記事.
そうですよね。それは堀内さんの才能にすべてお任せしてますね。
─── 谷川さんは、絵本を創作される時には絵を浮かべながら考えられるのでしょうか。
いや、ほとんど僕はないですね。他の絵本の場合で、どうしても画面がこうであるべきだというのが必要な場合には、ちょっとメモをしたり、それからラフスケッチを見て意見を言うことはあるけど、堀内さんとの作品に関してはそれはもう全然なかったと思います。いきなり(絵が)出来てくるっていう。
─── “めええ”とか“もーう”とか、声に出されながら創作されるということは・・・
いやいや、そんな不気味なことは言いませんよ(笑)。「もーう」なんて気持ち悪いじゃん。
─── 頭の中でパパパッとひらめいていく感じですか?
そうですね。僕は作るのは速いほうだからそんなに時間はかからなかったと思うんだけど。『ぴよぴよ』はある程度ストーリーを考えなきゃいけなかったから、もちろんそれは考えましたけどね。他の2冊は音だけでストーリーがないでしょう。
─── 堀内さんとのやりとりというのは、どんな感じで行われていたのでしょうか。このテキストをお渡しする時は色々説明とかされたりは・・・?
全然ないんですね。もう渡せばそれでできちゃう、彼は。『ぴよぴよ』では順番だとかは多少書いたかもしれませんけどね。
─── 堀内さんと組まれるきっかけとなったのは?
『マザーグースのうた』(※)が一番大きな仕事ですね。これは「渡せばそれでできちゃう」、本当にそんな感じでしたね。僕が訳したものを出版社の方が堀内さんに送ってくれるだけ。後はそれを全部レイアウトして順序も決めて、それで1冊目、2冊目、3冊目って彼が作ってくれる。彼は編集者としての才能もすごいんですよ。

小問. 上の記事から、「そうですよね。それは堀内さんの才能にすべてお任せしてますね。」で始まり「でストーリーがないでしょう。」で終わる部分を、終わりの語句も含めて一字一句変えずに抜き出しなさい。

提示資料.
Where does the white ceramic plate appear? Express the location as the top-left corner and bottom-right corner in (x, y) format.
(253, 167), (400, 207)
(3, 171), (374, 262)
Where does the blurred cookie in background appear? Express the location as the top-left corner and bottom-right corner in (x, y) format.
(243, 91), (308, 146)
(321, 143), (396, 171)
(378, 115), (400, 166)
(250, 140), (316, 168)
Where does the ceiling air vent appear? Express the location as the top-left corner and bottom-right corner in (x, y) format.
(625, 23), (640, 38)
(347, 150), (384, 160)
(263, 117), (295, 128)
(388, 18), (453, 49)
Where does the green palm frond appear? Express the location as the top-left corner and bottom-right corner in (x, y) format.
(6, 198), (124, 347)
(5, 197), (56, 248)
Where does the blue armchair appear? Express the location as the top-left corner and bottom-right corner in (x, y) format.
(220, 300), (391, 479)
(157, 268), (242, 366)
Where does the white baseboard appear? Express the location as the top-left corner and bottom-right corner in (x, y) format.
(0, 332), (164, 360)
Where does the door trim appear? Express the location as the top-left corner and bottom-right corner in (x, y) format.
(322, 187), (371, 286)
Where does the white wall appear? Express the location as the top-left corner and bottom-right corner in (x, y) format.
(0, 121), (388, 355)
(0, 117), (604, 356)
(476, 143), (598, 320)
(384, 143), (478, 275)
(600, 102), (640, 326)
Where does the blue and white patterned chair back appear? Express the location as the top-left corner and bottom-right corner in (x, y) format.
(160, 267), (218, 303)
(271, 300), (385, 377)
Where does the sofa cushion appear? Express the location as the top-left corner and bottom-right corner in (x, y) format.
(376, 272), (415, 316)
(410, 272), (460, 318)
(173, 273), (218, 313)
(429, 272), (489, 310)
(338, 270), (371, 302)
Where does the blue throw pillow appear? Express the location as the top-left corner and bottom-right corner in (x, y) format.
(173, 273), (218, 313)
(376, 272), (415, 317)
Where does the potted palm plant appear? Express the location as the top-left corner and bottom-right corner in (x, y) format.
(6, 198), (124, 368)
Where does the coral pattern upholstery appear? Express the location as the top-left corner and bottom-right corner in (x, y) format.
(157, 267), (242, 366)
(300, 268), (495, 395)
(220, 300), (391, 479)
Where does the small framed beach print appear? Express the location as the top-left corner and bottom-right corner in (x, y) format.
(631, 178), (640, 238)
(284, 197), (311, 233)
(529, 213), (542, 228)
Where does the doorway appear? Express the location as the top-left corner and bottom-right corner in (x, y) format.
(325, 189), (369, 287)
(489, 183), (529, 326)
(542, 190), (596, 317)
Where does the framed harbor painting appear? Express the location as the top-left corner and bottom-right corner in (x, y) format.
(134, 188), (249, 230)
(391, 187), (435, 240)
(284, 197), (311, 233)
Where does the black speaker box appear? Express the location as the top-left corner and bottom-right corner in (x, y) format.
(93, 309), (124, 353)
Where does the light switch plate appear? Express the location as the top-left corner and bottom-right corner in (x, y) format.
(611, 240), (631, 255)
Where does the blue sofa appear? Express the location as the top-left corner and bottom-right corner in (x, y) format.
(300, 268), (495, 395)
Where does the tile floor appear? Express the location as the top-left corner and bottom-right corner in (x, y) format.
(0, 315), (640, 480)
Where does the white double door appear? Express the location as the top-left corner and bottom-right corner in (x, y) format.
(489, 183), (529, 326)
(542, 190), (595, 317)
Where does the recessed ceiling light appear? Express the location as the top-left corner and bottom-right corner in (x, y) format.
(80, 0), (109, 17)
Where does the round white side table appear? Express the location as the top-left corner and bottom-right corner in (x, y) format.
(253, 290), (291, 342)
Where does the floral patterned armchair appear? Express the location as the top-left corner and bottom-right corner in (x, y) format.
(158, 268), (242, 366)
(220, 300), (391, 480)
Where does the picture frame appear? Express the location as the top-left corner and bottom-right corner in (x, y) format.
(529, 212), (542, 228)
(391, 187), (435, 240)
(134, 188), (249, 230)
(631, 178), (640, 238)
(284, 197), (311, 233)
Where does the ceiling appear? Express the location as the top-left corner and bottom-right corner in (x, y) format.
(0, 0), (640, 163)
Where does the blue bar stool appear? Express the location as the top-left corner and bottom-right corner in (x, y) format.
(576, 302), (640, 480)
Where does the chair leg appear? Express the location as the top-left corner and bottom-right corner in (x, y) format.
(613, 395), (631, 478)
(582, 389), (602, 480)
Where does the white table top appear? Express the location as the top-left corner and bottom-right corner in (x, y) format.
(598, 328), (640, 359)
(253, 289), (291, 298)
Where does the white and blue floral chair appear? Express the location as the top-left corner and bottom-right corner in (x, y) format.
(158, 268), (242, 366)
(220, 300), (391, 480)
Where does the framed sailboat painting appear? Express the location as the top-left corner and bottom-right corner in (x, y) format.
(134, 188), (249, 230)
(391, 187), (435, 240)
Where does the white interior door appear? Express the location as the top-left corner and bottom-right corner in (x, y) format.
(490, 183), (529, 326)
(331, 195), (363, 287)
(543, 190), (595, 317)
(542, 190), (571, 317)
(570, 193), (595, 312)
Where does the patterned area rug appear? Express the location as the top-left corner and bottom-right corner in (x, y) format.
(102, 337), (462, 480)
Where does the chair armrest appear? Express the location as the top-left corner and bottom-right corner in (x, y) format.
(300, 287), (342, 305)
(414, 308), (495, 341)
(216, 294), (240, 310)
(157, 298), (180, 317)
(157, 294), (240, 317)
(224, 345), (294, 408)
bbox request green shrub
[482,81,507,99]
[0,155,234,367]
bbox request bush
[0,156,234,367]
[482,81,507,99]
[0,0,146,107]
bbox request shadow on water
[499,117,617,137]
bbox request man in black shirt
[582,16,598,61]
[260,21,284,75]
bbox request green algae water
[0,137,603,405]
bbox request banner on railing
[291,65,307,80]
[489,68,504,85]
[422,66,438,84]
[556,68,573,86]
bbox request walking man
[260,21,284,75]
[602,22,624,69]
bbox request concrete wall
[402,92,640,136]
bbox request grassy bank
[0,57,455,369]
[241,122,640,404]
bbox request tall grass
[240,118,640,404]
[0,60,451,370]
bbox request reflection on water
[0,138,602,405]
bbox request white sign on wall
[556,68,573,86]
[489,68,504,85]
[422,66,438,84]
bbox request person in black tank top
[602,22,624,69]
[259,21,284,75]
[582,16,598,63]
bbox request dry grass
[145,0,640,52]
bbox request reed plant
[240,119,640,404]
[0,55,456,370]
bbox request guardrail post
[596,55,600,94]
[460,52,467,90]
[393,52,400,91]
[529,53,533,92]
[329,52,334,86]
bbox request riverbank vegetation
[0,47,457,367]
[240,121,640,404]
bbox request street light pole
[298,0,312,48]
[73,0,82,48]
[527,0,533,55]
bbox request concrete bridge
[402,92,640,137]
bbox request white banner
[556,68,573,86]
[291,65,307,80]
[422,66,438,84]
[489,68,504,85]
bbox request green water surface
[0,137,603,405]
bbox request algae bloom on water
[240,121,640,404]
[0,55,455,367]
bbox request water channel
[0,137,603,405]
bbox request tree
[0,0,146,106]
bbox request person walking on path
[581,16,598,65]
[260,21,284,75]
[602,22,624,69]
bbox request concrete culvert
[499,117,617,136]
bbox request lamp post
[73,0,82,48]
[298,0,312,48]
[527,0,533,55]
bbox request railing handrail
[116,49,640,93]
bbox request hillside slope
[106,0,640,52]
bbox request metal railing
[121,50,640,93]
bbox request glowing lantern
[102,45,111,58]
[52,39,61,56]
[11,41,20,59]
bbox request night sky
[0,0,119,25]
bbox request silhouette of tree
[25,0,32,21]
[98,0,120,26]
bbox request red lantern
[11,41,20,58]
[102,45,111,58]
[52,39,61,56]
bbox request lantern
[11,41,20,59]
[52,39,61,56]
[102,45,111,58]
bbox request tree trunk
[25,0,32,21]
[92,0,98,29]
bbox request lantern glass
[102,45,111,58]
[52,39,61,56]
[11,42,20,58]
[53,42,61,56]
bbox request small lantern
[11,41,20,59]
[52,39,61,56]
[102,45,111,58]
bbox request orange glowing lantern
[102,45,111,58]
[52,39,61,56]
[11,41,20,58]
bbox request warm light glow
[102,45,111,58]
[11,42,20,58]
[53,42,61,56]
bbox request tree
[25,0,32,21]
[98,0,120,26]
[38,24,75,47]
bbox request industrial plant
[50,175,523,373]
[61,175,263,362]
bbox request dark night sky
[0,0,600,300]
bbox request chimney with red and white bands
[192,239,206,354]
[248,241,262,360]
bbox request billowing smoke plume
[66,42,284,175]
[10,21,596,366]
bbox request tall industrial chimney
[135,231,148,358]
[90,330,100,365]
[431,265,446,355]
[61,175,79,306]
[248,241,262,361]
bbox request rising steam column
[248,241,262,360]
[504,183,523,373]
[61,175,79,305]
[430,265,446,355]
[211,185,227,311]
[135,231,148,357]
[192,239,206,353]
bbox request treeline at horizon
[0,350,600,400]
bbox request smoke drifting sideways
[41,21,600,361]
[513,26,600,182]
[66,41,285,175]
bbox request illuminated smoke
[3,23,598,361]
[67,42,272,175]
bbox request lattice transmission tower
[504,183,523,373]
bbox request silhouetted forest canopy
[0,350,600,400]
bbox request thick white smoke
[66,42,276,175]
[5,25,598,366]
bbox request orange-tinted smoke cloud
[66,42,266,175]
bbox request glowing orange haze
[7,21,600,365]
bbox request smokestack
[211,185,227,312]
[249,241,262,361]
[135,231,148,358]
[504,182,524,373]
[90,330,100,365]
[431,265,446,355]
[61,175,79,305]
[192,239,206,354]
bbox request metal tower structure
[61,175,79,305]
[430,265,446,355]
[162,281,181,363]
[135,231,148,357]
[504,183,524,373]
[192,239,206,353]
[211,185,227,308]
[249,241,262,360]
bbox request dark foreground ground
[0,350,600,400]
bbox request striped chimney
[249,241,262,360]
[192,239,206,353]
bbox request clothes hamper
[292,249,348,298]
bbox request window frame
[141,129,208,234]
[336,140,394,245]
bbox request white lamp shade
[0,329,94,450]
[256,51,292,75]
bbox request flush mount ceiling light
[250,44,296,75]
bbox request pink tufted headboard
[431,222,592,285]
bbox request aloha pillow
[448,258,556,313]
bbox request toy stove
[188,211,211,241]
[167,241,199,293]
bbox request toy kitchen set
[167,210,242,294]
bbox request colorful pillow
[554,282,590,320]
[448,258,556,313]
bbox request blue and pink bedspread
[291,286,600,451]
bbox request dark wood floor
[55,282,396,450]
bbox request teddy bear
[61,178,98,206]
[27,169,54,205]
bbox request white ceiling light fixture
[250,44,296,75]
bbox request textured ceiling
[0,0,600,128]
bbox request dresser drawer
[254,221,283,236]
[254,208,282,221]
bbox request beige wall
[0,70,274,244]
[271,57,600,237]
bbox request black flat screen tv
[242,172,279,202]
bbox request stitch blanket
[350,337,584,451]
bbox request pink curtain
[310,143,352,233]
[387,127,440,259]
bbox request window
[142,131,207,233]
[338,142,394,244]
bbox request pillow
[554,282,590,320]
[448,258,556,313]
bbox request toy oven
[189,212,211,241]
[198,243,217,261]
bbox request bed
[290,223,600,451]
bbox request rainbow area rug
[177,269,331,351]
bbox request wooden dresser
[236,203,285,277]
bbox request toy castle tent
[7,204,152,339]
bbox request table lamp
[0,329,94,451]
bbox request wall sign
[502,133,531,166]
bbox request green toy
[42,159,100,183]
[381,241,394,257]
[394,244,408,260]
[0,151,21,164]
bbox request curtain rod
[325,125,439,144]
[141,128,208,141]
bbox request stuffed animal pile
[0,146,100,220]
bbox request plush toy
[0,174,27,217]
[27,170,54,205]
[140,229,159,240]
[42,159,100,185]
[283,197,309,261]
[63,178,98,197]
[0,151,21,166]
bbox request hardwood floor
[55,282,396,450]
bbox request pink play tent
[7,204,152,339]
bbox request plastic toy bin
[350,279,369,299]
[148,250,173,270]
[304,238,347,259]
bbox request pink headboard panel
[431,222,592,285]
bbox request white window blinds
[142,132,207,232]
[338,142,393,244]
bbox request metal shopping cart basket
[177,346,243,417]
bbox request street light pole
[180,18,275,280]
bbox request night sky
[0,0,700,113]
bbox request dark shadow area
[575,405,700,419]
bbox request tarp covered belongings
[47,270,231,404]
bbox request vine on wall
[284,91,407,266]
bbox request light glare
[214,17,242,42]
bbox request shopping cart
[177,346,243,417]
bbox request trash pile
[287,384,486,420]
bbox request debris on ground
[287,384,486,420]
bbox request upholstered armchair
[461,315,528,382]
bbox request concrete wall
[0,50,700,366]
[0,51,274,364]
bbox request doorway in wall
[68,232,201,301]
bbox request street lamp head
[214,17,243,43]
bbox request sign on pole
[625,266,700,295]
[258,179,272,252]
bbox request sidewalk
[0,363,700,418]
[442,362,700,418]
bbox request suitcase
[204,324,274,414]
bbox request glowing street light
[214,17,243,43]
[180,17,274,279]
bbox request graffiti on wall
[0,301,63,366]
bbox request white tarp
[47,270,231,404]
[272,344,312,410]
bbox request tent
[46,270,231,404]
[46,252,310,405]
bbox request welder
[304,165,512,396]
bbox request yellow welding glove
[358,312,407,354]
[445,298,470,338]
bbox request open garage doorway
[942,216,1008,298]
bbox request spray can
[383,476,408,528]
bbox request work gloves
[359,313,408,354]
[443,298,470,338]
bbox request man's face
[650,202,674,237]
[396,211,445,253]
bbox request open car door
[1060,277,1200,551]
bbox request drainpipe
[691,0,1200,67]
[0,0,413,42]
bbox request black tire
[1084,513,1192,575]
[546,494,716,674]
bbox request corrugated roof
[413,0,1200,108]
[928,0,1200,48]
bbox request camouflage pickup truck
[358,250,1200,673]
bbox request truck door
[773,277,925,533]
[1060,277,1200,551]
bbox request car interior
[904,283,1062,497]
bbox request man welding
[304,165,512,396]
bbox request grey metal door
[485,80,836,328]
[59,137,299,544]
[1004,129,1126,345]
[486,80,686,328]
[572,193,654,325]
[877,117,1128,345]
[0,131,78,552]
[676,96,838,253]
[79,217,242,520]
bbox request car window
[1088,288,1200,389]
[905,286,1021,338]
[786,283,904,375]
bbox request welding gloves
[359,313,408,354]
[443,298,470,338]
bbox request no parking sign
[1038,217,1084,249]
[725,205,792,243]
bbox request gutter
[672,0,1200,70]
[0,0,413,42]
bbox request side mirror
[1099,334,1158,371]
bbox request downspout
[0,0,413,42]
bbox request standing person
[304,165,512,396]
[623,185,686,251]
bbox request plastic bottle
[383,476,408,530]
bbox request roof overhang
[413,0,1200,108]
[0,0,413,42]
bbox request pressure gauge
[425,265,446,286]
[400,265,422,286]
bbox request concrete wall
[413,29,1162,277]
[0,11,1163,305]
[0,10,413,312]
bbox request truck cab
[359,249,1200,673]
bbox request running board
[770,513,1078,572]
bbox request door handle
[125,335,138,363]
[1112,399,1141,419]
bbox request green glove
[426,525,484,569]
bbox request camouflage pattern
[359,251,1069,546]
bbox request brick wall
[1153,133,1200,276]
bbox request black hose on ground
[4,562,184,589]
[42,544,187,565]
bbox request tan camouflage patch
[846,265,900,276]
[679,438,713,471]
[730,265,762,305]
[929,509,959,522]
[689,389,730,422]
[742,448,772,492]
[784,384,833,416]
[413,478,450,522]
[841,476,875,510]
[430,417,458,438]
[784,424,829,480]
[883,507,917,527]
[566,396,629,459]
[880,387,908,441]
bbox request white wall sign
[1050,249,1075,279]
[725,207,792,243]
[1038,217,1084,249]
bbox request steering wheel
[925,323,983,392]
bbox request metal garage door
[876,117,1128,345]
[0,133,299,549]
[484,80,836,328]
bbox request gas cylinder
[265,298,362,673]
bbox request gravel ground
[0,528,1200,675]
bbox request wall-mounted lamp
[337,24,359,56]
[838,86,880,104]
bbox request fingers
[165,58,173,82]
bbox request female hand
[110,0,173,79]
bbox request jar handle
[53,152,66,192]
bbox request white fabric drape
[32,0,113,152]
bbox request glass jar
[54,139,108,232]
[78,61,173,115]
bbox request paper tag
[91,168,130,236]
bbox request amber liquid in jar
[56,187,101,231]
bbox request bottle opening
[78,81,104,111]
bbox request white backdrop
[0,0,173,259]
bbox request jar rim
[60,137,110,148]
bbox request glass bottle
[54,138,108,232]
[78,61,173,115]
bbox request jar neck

解答.
そうですよね。それは堀内さんの才能にすべてお任せしてますね。
─── 谷川さんは、絵本を創作される時には絵を浮かべながら考えられるのでしょうか。
いや、ほとんど僕はないですね。他の絵本の場合で、どうしても画面がこうであるべきだというのが必要な場合には、ちょっとメモをしたり、それからラフスケッチを見て意見を言うことはあるけど、堀内さんとの作品に関してはそれはもう全然なかったと思います。いきなり(絵が)出来てくるっていう。
─── “めええ”とか“もーう”とか、声に出されながら創作されるということは・・・
いやいや、そんな不気味なことは言いませんよ(笑)。「もーう」なんて気持ち悪いじゃん。
─── 頭の中でパパパッとひらめいていく感じですか?
そうですね。僕は作るのは速いほうだからそんなに時間はかからなかったと思うんだけど。『ぴよぴよ』はある程度ストーリーを考えなきゃいけなかったから、もちろんそれは考えましたけどね。他の2冊は音だけでストーリーがないでしょう。